*TASKS TO PERFORM*:
**a.** Name every diagnostic method that the abstract on visceral leishmaniasis mentions.
**b.** In the abstract on visceral leishmaniasis, which Leishmania species were the polymerase chain reaction primers specific for?
**c.** Please carry the abstract on visceral leishmaniasis forward from its last sentence.

*PASSAGE TO READ*:
====

Abstract
Atypical visceral leishmaniasis is increasingly reported in immunocompromised patients, including patients with AIDS. A case of visceral leishmaniasis in an HIV-infected Brazilian patient with pulmonary and peritoneal involvement is reported. Histological evaluation of pleural fluid and ascites aspirate revealed macrophages with intracellular Leishmania. Polymerase chain reaction analysis was positive for Leishmania in the pleural and ascitic fluid with use of primers specific for Leishmania chagasi. In addition to classical methods for diagnosing leishmaniasis, such as microscopy and culture, polymerase chain reaction detection and identification of Leishmania species in pleural effusions and ascites are important diagnostic tools that should be considered by clinicians evaluating HIV-infected patients from endemic areas of visceral leishmaniasis. The authors review the clinical manifestations, diagnostic and therapeutic aspects of visceral leishmaniasis in immunocompetent and HIV-infected patients.

====

[Recorded data]
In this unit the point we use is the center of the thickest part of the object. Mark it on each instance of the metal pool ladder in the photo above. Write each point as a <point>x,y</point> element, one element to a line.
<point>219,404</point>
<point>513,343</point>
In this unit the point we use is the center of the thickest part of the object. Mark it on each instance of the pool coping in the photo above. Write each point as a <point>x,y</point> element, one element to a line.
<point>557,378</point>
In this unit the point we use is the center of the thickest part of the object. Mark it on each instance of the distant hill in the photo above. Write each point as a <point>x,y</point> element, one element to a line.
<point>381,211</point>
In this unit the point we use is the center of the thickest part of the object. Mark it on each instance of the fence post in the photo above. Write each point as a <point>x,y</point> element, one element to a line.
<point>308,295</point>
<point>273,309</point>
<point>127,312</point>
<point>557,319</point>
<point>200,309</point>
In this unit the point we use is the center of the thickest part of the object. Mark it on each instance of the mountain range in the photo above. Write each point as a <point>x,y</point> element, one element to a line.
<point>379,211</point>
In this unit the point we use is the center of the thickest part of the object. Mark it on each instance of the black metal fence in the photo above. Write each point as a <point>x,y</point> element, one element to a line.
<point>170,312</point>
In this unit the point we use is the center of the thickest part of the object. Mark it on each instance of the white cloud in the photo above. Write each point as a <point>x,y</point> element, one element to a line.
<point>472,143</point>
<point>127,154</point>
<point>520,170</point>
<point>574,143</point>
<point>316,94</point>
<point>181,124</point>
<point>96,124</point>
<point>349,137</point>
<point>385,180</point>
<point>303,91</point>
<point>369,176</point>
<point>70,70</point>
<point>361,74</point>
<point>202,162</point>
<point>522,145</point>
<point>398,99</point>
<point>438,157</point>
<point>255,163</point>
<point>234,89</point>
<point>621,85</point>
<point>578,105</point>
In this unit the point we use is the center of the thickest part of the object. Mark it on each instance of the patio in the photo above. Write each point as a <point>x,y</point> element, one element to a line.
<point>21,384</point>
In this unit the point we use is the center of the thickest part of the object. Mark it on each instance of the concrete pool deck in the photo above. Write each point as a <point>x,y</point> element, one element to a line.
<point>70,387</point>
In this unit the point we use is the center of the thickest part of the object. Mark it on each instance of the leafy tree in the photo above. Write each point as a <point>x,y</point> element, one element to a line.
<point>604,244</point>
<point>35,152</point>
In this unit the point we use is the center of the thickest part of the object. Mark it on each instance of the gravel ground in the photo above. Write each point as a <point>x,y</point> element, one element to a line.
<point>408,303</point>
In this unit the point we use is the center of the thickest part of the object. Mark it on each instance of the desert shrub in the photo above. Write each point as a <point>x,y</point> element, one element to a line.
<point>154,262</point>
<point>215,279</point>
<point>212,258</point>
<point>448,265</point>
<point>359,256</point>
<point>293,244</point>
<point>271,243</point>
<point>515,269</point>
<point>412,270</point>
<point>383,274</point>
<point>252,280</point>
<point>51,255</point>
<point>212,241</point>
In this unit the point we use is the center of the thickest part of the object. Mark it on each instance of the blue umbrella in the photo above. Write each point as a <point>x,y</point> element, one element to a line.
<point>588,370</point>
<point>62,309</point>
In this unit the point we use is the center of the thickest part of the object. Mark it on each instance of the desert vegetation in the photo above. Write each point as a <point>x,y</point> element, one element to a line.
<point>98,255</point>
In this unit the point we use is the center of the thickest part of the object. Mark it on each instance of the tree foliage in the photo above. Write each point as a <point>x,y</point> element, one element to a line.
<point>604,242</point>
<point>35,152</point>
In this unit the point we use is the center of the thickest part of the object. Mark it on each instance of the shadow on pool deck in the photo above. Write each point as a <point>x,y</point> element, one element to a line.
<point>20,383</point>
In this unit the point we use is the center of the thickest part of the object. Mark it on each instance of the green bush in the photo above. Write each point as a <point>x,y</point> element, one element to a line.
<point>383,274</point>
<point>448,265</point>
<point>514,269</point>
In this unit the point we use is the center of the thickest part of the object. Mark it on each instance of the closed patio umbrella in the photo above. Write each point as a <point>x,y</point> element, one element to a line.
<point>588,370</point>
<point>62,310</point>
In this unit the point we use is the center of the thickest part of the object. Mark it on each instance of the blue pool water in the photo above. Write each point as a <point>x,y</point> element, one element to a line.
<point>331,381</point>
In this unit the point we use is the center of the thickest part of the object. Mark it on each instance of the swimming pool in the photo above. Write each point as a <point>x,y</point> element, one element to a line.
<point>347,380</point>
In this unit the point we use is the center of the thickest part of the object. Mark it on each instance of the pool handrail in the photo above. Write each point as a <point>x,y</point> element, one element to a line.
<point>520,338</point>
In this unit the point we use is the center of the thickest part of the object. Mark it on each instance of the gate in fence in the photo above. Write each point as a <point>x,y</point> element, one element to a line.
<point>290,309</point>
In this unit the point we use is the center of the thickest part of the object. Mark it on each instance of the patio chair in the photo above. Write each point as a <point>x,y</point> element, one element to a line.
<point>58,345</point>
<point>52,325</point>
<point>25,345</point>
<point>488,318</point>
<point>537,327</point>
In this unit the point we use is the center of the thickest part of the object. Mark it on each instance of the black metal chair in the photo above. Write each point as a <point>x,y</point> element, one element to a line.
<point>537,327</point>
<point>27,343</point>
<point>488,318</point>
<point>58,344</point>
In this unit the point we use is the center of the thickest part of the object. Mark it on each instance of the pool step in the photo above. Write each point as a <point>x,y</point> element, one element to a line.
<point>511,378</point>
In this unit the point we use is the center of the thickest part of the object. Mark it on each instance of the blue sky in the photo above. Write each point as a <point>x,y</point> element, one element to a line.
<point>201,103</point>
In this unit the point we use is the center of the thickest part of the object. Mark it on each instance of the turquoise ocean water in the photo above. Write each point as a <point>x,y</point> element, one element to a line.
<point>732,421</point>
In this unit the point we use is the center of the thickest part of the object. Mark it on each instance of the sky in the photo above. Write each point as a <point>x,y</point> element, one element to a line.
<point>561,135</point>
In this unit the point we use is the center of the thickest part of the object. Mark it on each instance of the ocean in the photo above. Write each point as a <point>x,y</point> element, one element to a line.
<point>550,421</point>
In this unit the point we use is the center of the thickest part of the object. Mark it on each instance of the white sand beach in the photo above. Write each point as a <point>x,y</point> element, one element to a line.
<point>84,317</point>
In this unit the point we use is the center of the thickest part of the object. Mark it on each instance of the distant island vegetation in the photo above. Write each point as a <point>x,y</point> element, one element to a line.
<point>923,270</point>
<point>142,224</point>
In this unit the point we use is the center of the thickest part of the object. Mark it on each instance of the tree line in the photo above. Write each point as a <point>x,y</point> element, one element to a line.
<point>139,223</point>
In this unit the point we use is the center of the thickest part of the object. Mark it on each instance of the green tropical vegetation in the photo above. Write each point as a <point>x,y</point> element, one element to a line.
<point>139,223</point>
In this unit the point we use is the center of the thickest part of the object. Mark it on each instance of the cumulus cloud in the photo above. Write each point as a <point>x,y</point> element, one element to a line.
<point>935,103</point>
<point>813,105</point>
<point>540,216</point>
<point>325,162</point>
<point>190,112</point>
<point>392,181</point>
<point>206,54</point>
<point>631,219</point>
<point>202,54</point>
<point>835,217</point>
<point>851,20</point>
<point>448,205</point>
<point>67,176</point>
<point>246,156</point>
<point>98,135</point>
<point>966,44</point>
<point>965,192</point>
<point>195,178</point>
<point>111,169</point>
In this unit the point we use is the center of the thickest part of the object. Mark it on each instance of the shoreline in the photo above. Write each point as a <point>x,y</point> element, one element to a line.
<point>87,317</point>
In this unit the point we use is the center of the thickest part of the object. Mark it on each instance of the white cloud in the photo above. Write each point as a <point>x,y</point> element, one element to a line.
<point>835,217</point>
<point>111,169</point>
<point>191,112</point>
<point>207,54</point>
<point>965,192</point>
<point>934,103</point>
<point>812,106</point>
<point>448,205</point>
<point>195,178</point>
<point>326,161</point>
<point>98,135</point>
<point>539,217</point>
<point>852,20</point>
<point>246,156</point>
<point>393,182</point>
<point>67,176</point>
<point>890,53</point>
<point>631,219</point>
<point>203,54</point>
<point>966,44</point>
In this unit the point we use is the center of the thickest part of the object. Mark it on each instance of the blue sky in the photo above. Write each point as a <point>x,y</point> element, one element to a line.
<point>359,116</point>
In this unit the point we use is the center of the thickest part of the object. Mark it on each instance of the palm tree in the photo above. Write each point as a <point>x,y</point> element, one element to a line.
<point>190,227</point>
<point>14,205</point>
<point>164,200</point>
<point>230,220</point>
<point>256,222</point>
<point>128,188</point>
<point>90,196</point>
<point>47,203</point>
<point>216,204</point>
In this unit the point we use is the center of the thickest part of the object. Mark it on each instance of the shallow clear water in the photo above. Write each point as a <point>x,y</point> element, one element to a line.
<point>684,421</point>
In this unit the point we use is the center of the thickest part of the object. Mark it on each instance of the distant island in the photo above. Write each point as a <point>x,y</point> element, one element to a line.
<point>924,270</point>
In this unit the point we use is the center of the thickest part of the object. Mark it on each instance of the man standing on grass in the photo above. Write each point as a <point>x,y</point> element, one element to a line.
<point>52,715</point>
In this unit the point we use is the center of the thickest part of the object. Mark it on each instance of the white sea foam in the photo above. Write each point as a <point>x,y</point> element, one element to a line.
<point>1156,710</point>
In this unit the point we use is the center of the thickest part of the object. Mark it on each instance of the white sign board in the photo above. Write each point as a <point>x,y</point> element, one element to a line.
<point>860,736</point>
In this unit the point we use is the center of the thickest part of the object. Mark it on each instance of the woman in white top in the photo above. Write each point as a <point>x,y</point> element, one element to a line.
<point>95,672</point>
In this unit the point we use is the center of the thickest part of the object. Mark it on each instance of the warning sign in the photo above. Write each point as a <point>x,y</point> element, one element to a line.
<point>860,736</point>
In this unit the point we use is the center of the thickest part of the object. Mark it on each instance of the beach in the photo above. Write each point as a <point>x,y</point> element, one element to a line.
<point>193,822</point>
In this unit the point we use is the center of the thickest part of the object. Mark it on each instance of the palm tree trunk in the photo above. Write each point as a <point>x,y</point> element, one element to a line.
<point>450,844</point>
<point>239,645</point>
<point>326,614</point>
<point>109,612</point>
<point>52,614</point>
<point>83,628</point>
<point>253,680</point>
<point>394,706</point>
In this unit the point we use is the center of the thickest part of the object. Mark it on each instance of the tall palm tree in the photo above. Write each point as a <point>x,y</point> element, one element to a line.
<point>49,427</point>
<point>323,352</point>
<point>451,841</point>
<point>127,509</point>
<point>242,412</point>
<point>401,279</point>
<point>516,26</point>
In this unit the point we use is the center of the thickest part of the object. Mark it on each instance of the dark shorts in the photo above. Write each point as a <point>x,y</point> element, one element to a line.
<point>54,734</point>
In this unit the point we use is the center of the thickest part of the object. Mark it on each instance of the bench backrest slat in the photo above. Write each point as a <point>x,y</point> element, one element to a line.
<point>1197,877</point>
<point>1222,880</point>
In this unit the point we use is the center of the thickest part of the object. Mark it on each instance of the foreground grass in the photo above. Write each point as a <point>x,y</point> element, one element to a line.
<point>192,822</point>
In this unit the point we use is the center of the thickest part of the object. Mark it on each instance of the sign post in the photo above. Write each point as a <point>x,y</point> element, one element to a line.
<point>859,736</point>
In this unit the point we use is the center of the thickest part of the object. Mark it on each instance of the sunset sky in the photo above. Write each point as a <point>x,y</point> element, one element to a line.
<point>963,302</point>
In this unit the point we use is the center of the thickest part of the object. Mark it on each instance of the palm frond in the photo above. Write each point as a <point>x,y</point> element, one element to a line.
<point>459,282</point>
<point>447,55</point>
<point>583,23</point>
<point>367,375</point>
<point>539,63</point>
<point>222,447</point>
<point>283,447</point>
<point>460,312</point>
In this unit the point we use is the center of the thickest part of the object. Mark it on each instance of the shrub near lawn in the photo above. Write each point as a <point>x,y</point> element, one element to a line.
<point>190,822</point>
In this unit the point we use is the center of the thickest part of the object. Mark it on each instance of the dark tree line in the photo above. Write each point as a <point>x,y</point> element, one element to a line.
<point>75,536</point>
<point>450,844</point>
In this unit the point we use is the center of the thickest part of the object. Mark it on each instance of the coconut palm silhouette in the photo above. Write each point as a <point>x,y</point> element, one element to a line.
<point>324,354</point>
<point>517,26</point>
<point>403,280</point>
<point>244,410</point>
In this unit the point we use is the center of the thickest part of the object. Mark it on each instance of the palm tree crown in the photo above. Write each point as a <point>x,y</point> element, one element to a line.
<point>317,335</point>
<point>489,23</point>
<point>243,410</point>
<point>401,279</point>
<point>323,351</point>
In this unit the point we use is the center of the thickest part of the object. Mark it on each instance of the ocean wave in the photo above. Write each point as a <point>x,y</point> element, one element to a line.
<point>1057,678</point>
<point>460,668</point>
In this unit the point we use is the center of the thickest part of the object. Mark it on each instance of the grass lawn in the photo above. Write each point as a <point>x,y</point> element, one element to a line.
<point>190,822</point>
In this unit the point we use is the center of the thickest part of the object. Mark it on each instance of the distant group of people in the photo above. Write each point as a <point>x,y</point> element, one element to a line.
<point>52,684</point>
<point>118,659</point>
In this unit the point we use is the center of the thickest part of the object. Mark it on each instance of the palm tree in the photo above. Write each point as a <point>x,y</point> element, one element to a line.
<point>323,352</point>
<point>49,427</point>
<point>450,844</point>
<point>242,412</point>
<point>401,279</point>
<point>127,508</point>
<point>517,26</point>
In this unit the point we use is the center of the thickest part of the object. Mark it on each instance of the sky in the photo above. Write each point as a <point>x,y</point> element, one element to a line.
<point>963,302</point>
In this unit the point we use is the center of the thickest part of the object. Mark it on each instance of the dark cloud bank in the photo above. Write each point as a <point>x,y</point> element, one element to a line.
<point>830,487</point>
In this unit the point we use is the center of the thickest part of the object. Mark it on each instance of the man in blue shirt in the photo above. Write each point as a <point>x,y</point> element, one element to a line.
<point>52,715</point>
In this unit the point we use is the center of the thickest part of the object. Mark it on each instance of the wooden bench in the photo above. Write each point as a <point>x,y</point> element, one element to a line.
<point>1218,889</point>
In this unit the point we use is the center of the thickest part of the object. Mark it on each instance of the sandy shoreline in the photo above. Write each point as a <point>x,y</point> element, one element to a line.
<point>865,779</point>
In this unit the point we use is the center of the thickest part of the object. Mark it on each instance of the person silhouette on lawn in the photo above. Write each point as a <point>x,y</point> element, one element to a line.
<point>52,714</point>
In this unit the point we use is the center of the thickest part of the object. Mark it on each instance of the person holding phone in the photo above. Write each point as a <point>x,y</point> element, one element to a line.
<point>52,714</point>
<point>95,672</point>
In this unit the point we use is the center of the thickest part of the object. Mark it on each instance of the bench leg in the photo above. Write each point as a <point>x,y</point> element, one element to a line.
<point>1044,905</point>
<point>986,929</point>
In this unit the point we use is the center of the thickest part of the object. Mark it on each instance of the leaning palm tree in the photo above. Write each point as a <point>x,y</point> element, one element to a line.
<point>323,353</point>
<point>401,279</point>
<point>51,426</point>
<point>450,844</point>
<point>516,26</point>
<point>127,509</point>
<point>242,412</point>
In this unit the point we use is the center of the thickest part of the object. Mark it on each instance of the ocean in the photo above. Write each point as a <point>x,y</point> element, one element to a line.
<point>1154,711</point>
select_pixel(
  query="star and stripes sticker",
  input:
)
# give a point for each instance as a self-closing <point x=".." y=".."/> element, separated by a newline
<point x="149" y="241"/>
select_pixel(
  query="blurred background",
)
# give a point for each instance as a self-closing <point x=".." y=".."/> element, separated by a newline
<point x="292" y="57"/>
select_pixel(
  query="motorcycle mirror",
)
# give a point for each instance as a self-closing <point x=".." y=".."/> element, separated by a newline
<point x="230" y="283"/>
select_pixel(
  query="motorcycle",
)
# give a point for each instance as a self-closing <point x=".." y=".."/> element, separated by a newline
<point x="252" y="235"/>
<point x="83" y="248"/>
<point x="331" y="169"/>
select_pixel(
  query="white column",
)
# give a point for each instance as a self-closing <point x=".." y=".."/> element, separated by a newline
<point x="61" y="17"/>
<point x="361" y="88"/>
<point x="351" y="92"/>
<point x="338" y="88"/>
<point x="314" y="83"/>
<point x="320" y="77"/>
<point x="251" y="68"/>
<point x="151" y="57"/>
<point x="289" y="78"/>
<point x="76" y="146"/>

====

*ANSWERS TO THE EXERCISES*:
**a.** Histological evaluation, polymerase chain reaction, microscopy, culture

**b.** Leishmania chagasi

**c.**
Key Words: Diagnosis, HIV, Leishmania, PCR, Polymerase chain reaction, Treatment
Leishmania and HIV coinfection is considered to be an emerging disease and threat in several countries in accordance with the World Health Organization data. The global experience, mainly in European countries, is marked by an increasing number of coinfection cases in this decade, leading to changes in the epidemiology, presentation and clinical outcome of visceral leishmaniasis. The disease spectrum of leishmaniasis ranges from self-healing cutaneous lesions to fatal systemic disease, depending on the species of the parasite and the host immune response. Visceral leishmaniasis (kala-azar), which is caused by Leishmania donovani, Leishmania chagasi and Leishmania infantum is the most serious form of leishmaniasis (1,2). Cell-mediated immune mechanisms are responsible for controlling leishmanial infections. The clinical manifestations of leishmaniasis depend on complex interactions resulting from the parasite's invasiveness, tropism and pathogenicity, and the host's genetically determined immune responses. Lower respiratory tract and peritoneal involvement in immunocompetent individuals are rare (3,4), but it has been described in HIV-infected patients (5-9). The present study reports an atypical case of visceral leishmaniasis with pulmonary and peritoneal involvement in a Brazilian patient with AIDS diagnosed by microscopy and polymerase chain reaction (PCR) detection of Leishmania chagasi in the pleural and ascitic fluid. The recent diagnostic and therapeutic aspects of visceral leishmaniasis are also reviewed.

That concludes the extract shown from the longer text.